Consigne A →
D'après le texte sur l'aide à mourir, dans quel cas l'intervention d'un tiers serait-elle envisagée ?
Consigne B →
Recopiez le passage du texte sur l'aide à mourir qui commence par les mots contenant « Catherine Vautrin a » et se termine par « la substance létale. ».
Consigne C →
Rédigez la suite du texte sur l'aide à mourir, à partir de sa dernière phrase.

Texte proposé →
● ● ● ●

Catherine Vautrin a défendu des textes qu’elle considère comme « équilibrés », reposant sur deux piliers : l’accès effectif aux soins palliatifs pour tous et un cadre d’« exception pour des situations exceptionnelles » permettant une « aide à mourir » qui serait strictement encadrée. « Il ne s’agit de rien de moins que de vie et parfois de mort », a-t-elle rappelé. La ministre a tenu à distinguer ce dispositif d’un « modèle euthanasique », précisant que l’intervention d’un tiers ne serait envisagée que si le patient ne peut physiquement s’administrer la substance létale.

● ● ● ●

Données fournies →
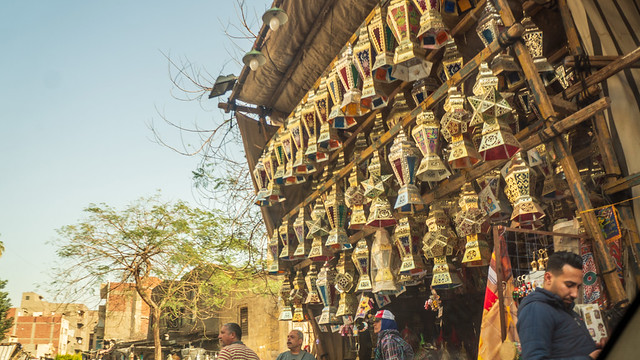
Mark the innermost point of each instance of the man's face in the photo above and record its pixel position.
(566, 284)
(227, 337)
(294, 342)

● ● ● ●

Réponse attendue A →
Uniquement si le patient ne peut physiquement s'administrer la substance létale.

Réponse attendue B →
Catherine Vautrin a défendu des textes qu’elle considère comme « équilibrés », reposant sur deux piliers : l’accès effectif aux soins palliatifs pour tous et un cadre d’« exception pour des situations exceptionnelles » permettant une « aide à mourir » qui serait strictement encadrée. « Il ne s’agit de rien de moins que de vie et parfois de mort », a-t-elle rappelé. La ministre a tenu à distinguer ce dispositif d’un « modèle euthanasique », précisant que l’intervention d’un tiers ne serait envisagée que si le patient ne peut physiquement s’administrer la substance létale.

Réponse attendue C →
Pour Olivier Falorni (Les Démocrates), rapporteur général de la proposition n°1100, le texte constitue « une grande et belle loi de liberté, d’égalité et de fraternité », donnant aux malades « condamnés par la maladie mais qui ne veulent pas être condamnés à l’agonie » la possibilité d’un « ultime recours ». Une grandiloquence pour masquer qu’il s’agit en fait de créer un « droit à mourir » ? (cf. Une loi pour établir « un droit à une mort provoquée » au terme « d’une procédure anormalement expéditive » : le collectif Démocratie, Ethique et Solidarités publie son premier avis) Le député invoque en miroir « la liberté de disposer de son corps que nous avons sanctuarisée dans notre Constitution ». Il s’agirait désormais d’instaurer la liberté de « disposer de sa mort » (cf. « La fin de vie n’est pas avant tout un sujet de liberté individuelle mais de solidarité collective »).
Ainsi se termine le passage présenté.